**PAGE EXTRACT**
Have any taxpayer funds been used in refurbishment?

I haven’t got any more for you on this. The details of how much has been spent will be set out in the Cabinet Office annual report, with regard to No.10 in terms of refurbishment and building work.

I think when the PM’s fiancée moved into No.10 the PM’s spokesman said there would not be any additional cost to the taxpayer. Is that still correct?

All I can do is point you towards the Cabinet Office annual report, I’m not going to get into any speculation about this.

When will the annual report be published? 

I would need to check with the Cabinet Office but it’s normally done at the end of the financial year but I’ll have to check a specific date.

Will the work be done in a carbon-neutral way?

I’m not going to get into speculation around this, you’ll have to wait for the Cabinet Office annual report.

Allegra, can you tell us anything about the refurbishment?

AS: I don’t have anything to add to what [the PM’s spokesman] has just talked you all through.

Is there anything you want to correct from the Daily Mail story today about it?

AS: We’ve set out that you’re all going to get the information in due course when it comes out in the Cabinet Office annual report, we’ll let you know when that is.

**WHAT THE EXERCISE ASKS**
According to the briefing excerpt, when is the Cabinet Office annual report normally published?

**INFORMATION**
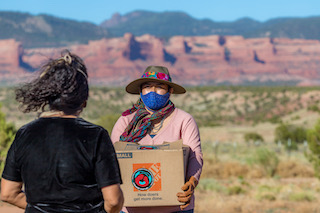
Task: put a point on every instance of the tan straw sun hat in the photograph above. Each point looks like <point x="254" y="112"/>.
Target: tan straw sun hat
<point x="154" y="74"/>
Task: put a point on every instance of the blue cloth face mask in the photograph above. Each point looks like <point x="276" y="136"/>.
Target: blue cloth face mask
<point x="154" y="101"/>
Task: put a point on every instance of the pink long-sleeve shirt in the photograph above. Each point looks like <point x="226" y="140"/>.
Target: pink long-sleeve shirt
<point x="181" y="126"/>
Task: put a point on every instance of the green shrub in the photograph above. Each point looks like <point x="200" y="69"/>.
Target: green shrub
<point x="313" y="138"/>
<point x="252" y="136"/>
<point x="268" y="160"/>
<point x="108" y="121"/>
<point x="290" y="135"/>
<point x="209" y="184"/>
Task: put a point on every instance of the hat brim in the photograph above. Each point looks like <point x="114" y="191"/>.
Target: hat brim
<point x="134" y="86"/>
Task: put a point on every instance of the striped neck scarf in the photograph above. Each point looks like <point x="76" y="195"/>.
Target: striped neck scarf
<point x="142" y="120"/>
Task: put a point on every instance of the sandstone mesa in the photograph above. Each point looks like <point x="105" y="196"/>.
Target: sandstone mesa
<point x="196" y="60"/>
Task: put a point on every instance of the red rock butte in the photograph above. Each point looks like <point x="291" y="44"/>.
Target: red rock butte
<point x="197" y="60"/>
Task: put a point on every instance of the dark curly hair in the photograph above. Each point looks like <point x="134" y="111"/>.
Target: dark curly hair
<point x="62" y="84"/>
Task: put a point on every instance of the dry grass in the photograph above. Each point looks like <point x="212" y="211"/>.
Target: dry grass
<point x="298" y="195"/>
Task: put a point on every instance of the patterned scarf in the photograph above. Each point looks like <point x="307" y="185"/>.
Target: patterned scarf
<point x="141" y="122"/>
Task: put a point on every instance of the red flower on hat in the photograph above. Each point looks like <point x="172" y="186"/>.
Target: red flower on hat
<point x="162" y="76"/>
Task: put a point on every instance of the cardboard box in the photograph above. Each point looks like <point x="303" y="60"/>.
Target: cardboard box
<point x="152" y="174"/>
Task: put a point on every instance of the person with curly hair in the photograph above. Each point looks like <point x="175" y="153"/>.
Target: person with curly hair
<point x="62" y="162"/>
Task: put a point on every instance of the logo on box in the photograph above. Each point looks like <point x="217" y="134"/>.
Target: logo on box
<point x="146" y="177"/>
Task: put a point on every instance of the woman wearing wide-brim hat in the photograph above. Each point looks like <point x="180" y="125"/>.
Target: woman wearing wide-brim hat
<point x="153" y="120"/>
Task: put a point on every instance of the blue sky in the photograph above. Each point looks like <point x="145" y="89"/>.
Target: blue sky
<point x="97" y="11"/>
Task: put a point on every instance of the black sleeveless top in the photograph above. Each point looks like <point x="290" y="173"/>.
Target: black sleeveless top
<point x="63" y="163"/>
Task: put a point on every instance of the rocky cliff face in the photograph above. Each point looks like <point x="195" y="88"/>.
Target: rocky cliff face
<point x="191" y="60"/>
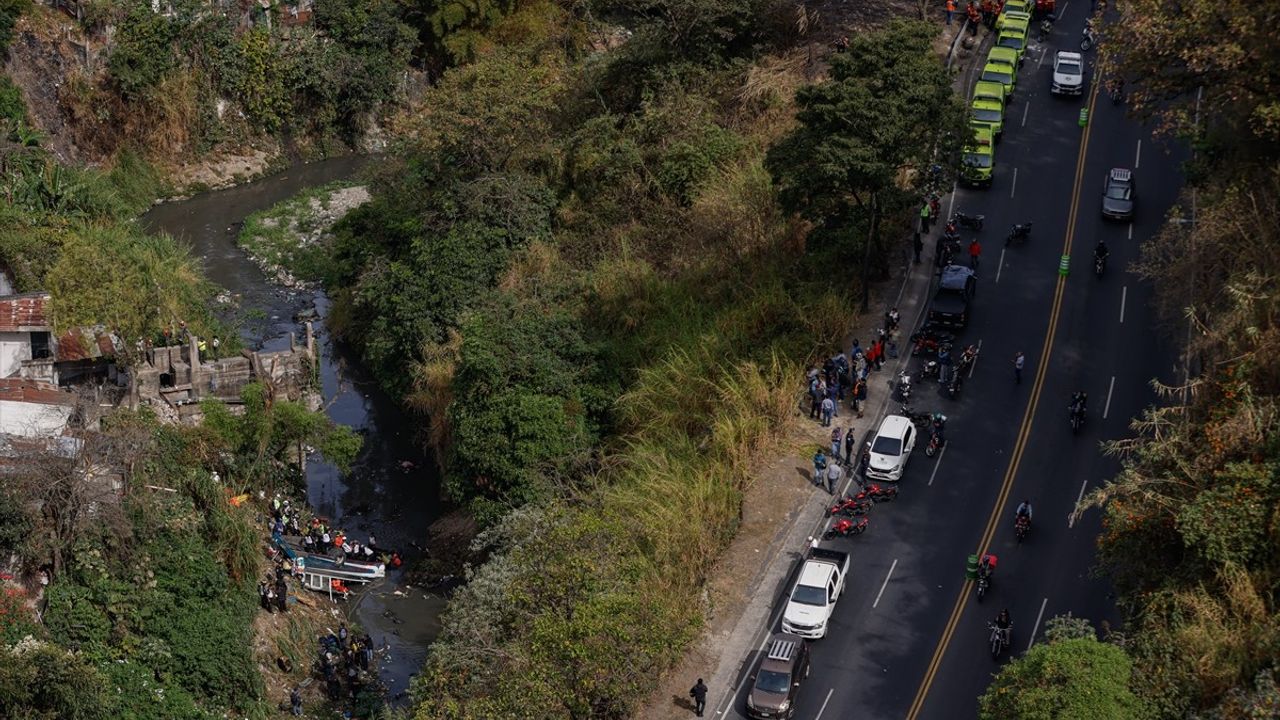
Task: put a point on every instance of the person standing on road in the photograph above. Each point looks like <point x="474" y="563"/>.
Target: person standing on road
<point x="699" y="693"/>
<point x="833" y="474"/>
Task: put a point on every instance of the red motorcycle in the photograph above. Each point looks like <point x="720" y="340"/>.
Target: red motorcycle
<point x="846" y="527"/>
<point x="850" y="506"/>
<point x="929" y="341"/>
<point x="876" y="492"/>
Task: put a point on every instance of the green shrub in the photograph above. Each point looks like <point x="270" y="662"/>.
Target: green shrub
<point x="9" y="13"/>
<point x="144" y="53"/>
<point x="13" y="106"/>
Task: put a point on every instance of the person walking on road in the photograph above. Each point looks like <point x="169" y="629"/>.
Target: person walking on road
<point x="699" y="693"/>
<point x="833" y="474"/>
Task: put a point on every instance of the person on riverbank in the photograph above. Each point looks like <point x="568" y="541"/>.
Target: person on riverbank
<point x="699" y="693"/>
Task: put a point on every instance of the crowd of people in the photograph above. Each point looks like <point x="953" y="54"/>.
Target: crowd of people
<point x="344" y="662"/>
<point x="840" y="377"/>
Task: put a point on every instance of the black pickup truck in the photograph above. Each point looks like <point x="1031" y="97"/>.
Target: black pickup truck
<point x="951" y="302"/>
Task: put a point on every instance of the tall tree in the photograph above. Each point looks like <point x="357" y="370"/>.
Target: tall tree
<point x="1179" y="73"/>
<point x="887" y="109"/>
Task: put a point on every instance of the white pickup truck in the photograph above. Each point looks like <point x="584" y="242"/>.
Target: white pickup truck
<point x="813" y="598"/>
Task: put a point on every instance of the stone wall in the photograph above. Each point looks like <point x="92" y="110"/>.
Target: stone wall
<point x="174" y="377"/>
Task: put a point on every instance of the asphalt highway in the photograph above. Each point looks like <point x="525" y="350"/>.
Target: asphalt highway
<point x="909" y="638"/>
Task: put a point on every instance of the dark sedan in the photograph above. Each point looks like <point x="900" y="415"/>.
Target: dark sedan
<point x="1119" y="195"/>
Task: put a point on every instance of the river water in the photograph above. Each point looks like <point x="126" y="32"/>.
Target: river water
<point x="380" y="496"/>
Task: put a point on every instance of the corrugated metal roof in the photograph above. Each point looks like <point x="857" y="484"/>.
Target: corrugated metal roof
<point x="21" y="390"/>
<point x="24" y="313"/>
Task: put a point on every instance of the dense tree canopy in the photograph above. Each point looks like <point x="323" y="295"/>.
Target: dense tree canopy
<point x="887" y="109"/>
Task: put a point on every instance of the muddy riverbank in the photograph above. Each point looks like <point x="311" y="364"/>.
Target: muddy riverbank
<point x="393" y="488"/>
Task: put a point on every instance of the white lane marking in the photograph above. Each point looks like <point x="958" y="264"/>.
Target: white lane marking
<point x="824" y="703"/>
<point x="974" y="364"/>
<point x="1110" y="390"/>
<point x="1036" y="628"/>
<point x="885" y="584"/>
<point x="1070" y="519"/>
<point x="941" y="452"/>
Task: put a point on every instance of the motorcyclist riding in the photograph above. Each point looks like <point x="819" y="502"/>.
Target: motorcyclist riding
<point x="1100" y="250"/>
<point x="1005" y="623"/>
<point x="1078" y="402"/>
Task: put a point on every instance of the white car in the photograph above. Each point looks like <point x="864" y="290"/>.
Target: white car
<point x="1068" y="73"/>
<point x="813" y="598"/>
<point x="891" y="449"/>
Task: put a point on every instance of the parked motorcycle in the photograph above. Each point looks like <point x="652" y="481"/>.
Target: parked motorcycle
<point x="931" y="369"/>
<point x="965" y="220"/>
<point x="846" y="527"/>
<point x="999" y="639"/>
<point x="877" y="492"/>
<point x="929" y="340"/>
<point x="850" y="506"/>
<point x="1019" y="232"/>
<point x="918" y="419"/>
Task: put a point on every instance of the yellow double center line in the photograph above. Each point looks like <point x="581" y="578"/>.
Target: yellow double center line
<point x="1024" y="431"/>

==

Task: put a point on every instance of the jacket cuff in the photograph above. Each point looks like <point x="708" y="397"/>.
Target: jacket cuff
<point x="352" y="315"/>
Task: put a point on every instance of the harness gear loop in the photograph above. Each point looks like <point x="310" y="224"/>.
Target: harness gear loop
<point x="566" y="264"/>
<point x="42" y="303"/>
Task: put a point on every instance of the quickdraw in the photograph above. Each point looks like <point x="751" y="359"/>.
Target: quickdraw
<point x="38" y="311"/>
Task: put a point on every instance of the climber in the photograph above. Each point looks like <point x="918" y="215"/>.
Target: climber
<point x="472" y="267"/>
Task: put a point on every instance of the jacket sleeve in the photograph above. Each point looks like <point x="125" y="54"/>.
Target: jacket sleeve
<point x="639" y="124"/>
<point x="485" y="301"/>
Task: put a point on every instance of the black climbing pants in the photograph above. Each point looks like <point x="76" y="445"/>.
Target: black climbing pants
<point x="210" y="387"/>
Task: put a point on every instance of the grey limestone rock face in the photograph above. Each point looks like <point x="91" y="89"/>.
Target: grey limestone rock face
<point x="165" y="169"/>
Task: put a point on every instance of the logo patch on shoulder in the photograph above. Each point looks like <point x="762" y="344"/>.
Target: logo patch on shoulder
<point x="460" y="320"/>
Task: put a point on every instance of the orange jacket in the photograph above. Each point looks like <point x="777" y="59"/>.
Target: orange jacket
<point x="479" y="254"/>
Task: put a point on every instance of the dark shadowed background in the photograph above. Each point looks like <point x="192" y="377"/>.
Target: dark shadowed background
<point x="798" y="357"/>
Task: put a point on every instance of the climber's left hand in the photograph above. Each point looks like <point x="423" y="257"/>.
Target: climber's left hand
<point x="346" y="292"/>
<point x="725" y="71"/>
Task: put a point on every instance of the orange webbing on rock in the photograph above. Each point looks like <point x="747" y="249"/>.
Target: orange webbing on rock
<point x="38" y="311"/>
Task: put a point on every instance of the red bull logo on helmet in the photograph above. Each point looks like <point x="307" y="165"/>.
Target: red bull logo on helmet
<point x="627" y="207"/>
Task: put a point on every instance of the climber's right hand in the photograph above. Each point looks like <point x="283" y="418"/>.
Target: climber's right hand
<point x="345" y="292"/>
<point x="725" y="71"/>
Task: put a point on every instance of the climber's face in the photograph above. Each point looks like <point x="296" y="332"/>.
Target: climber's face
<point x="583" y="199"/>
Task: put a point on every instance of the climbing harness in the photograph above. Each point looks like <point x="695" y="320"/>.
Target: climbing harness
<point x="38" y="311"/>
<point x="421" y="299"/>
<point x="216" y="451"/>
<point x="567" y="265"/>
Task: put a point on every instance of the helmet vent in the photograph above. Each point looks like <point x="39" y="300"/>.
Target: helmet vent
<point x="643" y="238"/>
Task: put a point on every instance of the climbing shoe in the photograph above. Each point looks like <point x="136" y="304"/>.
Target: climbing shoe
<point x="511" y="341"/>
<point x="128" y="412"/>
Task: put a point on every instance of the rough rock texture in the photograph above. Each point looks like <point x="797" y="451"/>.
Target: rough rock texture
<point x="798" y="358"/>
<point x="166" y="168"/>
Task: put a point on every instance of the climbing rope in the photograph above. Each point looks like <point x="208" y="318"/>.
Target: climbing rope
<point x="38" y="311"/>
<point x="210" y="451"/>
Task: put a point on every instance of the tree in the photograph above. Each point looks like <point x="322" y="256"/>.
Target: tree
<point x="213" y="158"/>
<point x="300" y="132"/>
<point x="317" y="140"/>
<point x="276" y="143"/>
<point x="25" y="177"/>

**EXERCISE RESPONSE**
At the end of the financial year.